• **Trecho selecionado**:
================

Na apresentação de 1984, de George Orwell, da edição de 2020 da editora Antofágica, Gregório Duvivier lança a provocação: “A teletela não foi instalada no seu quarto à força. Você optou por ser vigiado e, pior, pagou caro por isso”. A afirmação faz referência aos dispositivos instalados nas casas dos indivíduos da sociedade distópica de George Orwell, em que a vigilância é feita constantemente através de câmeras, microfones e teletelas, além da patrulha da Polícia do Pensar.

Contextualizando melhor o livro, 1984 foi escrito pelo autor inglês George Orwell (pseudônimo de Eric Arthur Blair), em 1948, e narra a vida de Winston Smith inserido na distópica Oceania — um dos três superestados fictícios do mundo resultante da “revolução”. Lá a figura do Grande Irmão paira sobre todos os indivíduos exigindo adoração e devoção, ao mesmo tempo, serve de lembrete da vigilância constante a que estão submetidos. Para isso, há a divisão em ministérios: o Ministério da Paz (responsável pela guerra), o Ministério do Amor (responsável pela ordem), o Ministério da Fartura (responsável pela economia) e o Ministério da Verdade (responsável por notícias, entretenimento, educação e arte). Winston trabalhava no Ministério da Verdade alterando dados do passado e do presente conforme as decisões do Partido, pois, como o sistema “não se equivocava”, cada vez que a história tomava um rumo diferente, todos os registros eram alterados. O passado, segundo Winston, já havia sido alterado tantas vezes que nem mesmo ele sabia ao certo em qual ano estavam.

================

• **Dados coletados**:
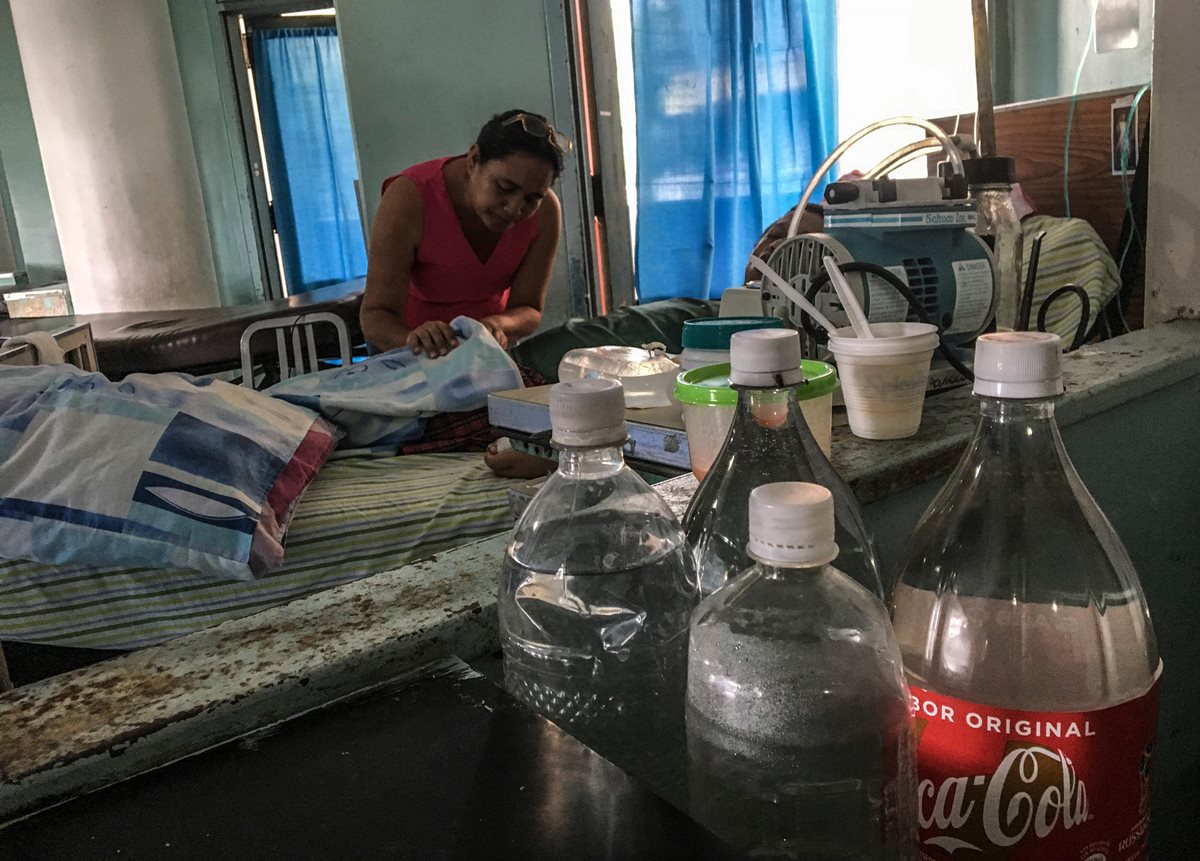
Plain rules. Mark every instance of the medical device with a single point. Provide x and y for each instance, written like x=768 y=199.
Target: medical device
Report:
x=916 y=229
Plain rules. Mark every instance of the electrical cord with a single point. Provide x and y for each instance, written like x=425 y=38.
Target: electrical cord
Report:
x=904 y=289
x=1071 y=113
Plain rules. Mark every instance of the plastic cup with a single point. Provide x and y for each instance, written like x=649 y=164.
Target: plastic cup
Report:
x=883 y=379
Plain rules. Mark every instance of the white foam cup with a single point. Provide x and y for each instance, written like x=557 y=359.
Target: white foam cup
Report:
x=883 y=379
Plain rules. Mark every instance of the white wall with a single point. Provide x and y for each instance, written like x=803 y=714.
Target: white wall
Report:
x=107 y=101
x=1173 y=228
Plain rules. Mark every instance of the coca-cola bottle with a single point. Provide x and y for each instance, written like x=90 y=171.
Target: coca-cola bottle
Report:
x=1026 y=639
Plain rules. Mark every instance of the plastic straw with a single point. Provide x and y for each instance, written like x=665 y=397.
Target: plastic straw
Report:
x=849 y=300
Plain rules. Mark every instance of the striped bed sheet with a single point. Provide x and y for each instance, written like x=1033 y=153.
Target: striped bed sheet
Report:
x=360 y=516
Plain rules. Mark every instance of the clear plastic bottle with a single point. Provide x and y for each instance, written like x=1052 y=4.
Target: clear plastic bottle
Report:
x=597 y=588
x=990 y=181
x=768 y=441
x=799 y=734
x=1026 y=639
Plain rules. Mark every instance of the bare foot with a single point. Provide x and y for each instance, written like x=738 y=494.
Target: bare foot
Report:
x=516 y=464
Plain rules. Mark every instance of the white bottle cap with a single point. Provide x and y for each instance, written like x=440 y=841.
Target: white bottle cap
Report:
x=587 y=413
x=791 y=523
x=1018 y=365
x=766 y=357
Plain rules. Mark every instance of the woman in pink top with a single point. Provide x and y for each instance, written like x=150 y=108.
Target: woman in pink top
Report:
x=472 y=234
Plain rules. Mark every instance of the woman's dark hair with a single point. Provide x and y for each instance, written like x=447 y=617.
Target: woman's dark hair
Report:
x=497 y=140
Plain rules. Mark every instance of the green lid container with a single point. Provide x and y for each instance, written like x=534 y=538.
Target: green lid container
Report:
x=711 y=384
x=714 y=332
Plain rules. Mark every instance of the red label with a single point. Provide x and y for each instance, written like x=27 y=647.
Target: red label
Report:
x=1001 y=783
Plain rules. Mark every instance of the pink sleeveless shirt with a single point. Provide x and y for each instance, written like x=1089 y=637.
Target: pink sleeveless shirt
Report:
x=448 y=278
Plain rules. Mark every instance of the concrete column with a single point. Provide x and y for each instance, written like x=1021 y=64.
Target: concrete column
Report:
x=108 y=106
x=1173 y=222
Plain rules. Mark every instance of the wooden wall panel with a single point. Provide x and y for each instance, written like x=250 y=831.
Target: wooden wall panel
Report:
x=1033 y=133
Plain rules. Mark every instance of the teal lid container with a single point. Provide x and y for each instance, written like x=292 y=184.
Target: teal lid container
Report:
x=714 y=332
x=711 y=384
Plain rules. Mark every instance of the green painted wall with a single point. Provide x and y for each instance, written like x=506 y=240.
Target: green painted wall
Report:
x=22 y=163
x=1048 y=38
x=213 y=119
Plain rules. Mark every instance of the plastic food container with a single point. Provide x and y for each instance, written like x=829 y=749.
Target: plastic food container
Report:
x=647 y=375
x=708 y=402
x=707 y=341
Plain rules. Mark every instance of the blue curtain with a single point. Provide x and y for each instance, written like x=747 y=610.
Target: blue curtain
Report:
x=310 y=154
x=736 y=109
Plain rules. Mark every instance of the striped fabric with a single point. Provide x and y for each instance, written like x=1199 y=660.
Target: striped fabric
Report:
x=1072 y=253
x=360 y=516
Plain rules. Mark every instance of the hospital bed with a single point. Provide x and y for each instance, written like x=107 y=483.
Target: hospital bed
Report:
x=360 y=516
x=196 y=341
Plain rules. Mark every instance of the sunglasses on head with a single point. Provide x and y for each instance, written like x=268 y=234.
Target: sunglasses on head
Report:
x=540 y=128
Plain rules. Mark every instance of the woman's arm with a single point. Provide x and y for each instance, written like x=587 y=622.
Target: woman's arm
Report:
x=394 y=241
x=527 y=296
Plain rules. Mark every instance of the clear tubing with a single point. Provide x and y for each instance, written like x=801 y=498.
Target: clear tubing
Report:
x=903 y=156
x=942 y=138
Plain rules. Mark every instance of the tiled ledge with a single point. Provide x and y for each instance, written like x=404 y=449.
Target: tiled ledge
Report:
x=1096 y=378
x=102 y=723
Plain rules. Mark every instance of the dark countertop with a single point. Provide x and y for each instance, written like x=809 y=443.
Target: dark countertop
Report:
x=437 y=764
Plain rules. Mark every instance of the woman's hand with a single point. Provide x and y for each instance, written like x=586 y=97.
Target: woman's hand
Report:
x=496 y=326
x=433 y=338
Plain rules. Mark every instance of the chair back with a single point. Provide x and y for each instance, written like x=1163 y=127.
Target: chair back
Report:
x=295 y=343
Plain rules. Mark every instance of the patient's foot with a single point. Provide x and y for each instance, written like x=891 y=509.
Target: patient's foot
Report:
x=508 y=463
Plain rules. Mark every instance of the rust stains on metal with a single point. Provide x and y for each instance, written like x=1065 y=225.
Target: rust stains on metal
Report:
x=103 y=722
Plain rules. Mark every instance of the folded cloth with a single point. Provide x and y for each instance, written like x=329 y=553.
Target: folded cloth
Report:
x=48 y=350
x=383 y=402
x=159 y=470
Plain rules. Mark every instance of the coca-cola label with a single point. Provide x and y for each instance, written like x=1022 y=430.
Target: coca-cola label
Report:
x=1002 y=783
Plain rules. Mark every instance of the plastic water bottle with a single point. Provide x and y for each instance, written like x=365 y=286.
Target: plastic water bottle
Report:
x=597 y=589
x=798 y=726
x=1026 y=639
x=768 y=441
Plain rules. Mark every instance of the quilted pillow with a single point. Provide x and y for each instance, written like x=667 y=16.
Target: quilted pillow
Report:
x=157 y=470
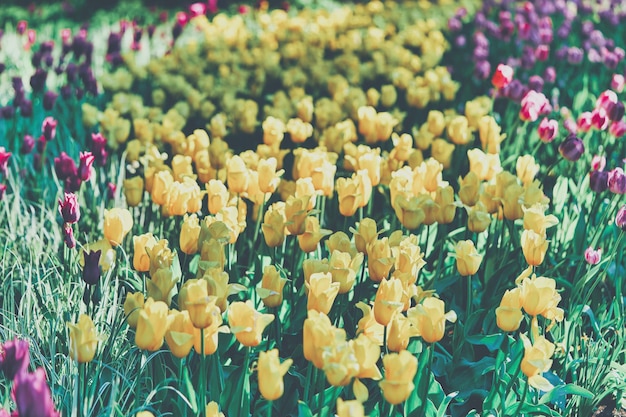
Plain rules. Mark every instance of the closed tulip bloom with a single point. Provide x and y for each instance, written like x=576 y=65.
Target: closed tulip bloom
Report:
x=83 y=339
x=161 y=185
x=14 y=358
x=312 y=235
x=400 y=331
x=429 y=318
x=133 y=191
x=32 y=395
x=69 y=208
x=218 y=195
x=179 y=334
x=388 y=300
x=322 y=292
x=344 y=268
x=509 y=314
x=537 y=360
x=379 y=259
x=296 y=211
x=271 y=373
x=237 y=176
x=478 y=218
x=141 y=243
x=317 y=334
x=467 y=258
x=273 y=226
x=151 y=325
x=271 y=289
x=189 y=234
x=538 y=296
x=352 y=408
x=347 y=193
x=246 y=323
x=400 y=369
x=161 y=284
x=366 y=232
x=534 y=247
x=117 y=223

================

• **Objetivo**: Segundo o trecho sobre 1984, qual ministério da Oceania era responsável pela guerra?

• **Resultado do exercício**: O Ministério da Paz.